__PROBLEM REQUIREMENTS__
Transcribe each entry exactly as it appears, leaving out any picture it holds.

>>>>>

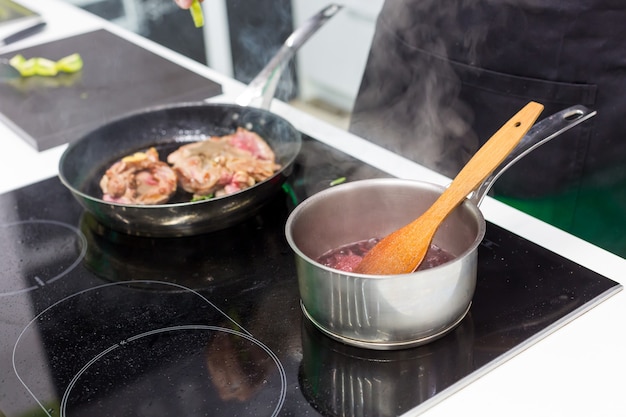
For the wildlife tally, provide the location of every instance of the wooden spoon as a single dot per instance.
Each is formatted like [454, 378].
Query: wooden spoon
[402, 251]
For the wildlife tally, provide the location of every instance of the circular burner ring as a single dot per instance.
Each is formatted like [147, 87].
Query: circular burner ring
[51, 249]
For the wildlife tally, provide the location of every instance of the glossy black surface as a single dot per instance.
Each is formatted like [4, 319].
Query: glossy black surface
[94, 322]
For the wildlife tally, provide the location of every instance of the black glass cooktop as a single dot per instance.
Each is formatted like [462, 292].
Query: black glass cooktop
[97, 323]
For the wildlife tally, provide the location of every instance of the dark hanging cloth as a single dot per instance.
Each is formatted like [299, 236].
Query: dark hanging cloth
[443, 76]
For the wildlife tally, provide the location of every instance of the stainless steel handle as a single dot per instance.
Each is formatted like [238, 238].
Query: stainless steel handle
[542, 132]
[262, 88]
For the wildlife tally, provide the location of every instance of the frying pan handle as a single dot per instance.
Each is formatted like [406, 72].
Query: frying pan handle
[542, 132]
[263, 86]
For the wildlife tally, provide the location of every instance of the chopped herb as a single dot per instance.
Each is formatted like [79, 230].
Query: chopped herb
[338, 181]
[196, 13]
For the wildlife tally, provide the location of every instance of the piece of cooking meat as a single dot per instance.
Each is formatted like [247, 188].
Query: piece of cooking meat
[222, 165]
[140, 178]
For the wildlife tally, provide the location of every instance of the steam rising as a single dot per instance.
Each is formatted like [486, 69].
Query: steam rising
[409, 99]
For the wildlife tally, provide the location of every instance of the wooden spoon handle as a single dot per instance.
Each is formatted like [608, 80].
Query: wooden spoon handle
[402, 251]
[486, 160]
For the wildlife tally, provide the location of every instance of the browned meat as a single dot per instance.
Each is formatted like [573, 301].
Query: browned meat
[223, 165]
[139, 179]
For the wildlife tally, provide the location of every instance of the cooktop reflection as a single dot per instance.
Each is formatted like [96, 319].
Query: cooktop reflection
[94, 322]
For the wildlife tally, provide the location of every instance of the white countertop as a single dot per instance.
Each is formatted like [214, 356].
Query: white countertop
[574, 371]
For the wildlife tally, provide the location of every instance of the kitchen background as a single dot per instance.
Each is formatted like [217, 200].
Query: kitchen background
[240, 37]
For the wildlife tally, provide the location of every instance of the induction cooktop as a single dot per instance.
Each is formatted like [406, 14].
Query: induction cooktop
[97, 323]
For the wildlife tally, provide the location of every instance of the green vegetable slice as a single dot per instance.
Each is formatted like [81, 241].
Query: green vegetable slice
[196, 13]
[70, 63]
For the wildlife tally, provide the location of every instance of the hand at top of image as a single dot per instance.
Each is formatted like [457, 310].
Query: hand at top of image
[185, 4]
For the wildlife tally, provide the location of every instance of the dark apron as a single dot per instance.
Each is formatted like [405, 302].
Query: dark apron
[443, 76]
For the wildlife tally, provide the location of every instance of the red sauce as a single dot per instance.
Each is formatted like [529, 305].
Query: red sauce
[347, 257]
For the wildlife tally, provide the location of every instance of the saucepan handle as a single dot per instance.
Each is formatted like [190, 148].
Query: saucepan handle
[542, 132]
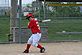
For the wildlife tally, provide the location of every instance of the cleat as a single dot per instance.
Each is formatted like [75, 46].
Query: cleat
[42, 50]
[26, 51]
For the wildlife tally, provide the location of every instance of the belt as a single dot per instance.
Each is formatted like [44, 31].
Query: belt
[36, 32]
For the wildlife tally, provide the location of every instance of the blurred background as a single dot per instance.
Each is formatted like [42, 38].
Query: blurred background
[65, 24]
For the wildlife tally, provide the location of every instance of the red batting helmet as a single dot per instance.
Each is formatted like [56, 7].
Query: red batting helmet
[29, 15]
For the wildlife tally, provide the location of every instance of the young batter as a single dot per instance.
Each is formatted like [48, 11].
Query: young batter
[36, 34]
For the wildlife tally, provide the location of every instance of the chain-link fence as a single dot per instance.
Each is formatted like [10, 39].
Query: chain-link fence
[66, 21]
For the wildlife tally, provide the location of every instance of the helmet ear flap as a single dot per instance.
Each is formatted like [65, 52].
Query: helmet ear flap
[28, 17]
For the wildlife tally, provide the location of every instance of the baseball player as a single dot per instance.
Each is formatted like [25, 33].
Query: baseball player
[36, 34]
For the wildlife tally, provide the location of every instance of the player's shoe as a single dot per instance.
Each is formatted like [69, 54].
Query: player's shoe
[42, 50]
[26, 51]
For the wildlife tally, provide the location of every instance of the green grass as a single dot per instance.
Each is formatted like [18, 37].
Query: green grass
[66, 25]
[69, 25]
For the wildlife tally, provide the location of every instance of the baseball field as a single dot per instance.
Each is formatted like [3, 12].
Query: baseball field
[62, 48]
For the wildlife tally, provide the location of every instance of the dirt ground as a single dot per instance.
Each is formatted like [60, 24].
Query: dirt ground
[63, 48]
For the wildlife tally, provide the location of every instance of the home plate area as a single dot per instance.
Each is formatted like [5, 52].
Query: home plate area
[62, 48]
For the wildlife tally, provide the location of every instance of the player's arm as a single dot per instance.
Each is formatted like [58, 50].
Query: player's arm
[30, 24]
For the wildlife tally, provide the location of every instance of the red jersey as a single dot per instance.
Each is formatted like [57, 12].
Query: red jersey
[34, 26]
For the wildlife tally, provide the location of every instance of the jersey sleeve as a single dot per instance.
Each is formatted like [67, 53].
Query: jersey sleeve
[30, 24]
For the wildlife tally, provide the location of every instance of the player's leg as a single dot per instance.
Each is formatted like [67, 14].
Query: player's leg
[28, 45]
[35, 43]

<<<<<

__WRITTEN ANSWER__
For the wildlife tally, provide the location of every instance of the wooden spoon as a single dot per instance.
Each is formatted like [454, 378].
Query: wooden spoon
[402, 251]
For the wildlife tally, provide the location of every instance of the circular burner ring as a single dot per instance.
Each is formatted like [147, 87].
Query: circular burner ring
[51, 249]
For the wildlife tally, provide the location of every instance of the glossy black surface as a single dot per instance.
Each is formatted like [4, 319].
Query: glossy black surface
[94, 322]
For the wildlife tally, provide the location of every instance of the black glass cooktop as a single dot per instance.
Each is formatted like [462, 292].
Query: black glass cooktop
[97, 323]
For the wildlife tally, provide the location of every instance of the dark hanging cloth as a single dot per instance.
Each is formatted like [299, 236].
Query: dark hanging cloth
[443, 76]
For the wildlife tally, provide the location of every instance of the stainless steel handle as a single dot per instance.
Each is formatted like [238, 238].
Query: stainless steel handle
[542, 132]
[262, 88]
For the wildlife tally, provide the location of every instance of the frying pan handle as a single dot per instance.
Each is formatted like [406, 72].
Query: frying pan handle
[542, 132]
[263, 86]
For the wildlife tally, provide the location of every instance of the chopped herb as a single dot per instance.
Each is formatted like [79, 230].
Query: chopped herb
[338, 181]
[196, 13]
For the wildlife tally, provide the location of every instance of the piece of cooking meat as a single dot per instance.
Each is formatted like [247, 188].
Query: piece of cooking meat
[222, 165]
[140, 178]
For the wildlife tally, provide the location of every instance of the steam rising as a single dot per instance.
Each is formatted like [486, 69].
Query: steam rising
[409, 99]
For the wildlife tally, provide the location of every instance of the wooden spoon handle as a single dot per instance.
Each is formatted like [608, 80].
Query: wooden spoon handle
[402, 251]
[486, 160]
For the wildlife tally, provide the location of every instance of the browned meat as a single dot per instance.
Each is formatted like [573, 301].
Query: browned meat
[223, 165]
[139, 179]
For the wildlife tally, provide the location of every instance of the cooktop reflection as a single dot per instance.
Each is formatted like [96, 319].
Query: cooktop reflection
[94, 322]
For the wildlife tally, provide the location of every instance of the white countertop as a single dot per instance.
Each is formatted like [214, 356].
Query: white countertop
[574, 371]
For the wildlife tally, provide the location of every instance of the kitchen background as a single dot per instance.
Each is formatted like [217, 200].
Query: kitchen background
[240, 37]
For the wildlife tally, provide the location of every instance of the induction cooktop as a single dot per instance.
Each is formatted like [406, 14].
Query: induction cooktop
[97, 323]
For the wildlife tally, provide the location of every instance of the green vegetable slice as a single dot per instance.
Each is formatted like [81, 241].
Query: green vegetable slice
[196, 13]
[70, 63]
For the wildlife tally, provide the location of every instance of the hand at top of image as a single dot per instance.
Each is formatted like [457, 310].
Query: hand at top of image
[185, 4]
For the wildlife tally, provide the location of every instance of the dark apron as a single dot per instance.
Each is formatted like [405, 302].
Query: dark apron
[443, 76]
For the wildlife tally, provide the location of every instance of the red sauce as a single dot per instance.
Each is formatted like [529, 305].
Query: red sauce
[347, 257]
For the wildlife tally, provide the location of every instance of the saucepan handle as a single dot per instance.
Each is formatted like [190, 148].
Query: saucepan handle
[542, 132]
For the wildlife tally, provide the location of every instance of the cleat as a single dot per instance.
Each is formatted like [75, 46].
Query: cleat
[42, 50]
[26, 51]
For the wildlife tally, provide the location of every instance of the belt as a single dot per instance.
Each is formatted like [44, 31].
Query: belt
[36, 32]
For the wildlife tally, provide the location of every instance of the blurred background as a single dot per instance.
Each is formatted like [42, 38].
Query: blurred background
[65, 24]
For the wildlife tally, provide the location of every instance of the red batting helmet as a single dot per instance.
Each is formatted like [56, 7].
Query: red batting helmet
[29, 15]
For the wildlife tally, provide the location of every instance of the young batter as a single dot per instance.
Each is formatted like [48, 11].
Query: young batter
[36, 34]
For the wildlife tally, provide the location of every instance of the chain-link fence as a single dot per instance.
Each is formatted like [10, 39].
Query: chain-link fence
[66, 21]
For the wildlife tally, provide the location of every instance of the helmet ear flap as a single dot per instance.
Each is formatted like [65, 52].
Query: helmet ear flap
[28, 17]
For the wildlife tally, provide the location of every instance of the baseball player as a single dot per instance.
Each is formatted like [25, 33].
Query: baseball player
[36, 34]
For the wildlife tally, provide the location of every instance of the player's shoe as a single dot per instance.
Each is formatted like [69, 54].
Query: player's shoe
[42, 50]
[26, 51]
For the wildlife tally, provide the location of every instance of the green grass as a single dot per instance.
Each is formatted like [18, 37].
Query: green grass
[66, 25]
[69, 25]
For the wildlife tally, provide the location of every instance of the baseball field as a single dot per instance.
Each is formatted like [3, 12].
Query: baseball field
[62, 48]
For the wildlife tally, provide the location of every instance of the dirt ground as a single dot per instance.
Each is formatted like [60, 24].
Query: dirt ground
[63, 48]
For the wildlife tally, provide the location of every instance of the home plate area as a single dot per instance.
Each is formatted like [5, 52].
Query: home plate area
[62, 48]
For the wildlife tally, provide the location of every instance of the player's arm as a single dot per instance.
Each is formatted like [58, 50].
Query: player's arm
[30, 24]
For the wildlife tally, provide the location of every instance of the red jersey as a single dot per instance.
Each is formatted like [57, 12].
Query: red jersey
[34, 26]
For the wildlife tally, provide the location of every instance of the jersey sleeve as a single dot per instance.
Each is formatted like [67, 53].
Query: jersey sleeve
[30, 24]
For the wildlife tally, provide the location of every instance of the player's leg as a single dot per instance.
Each is formatted like [67, 14].
Query: player's leg
[28, 45]
[35, 43]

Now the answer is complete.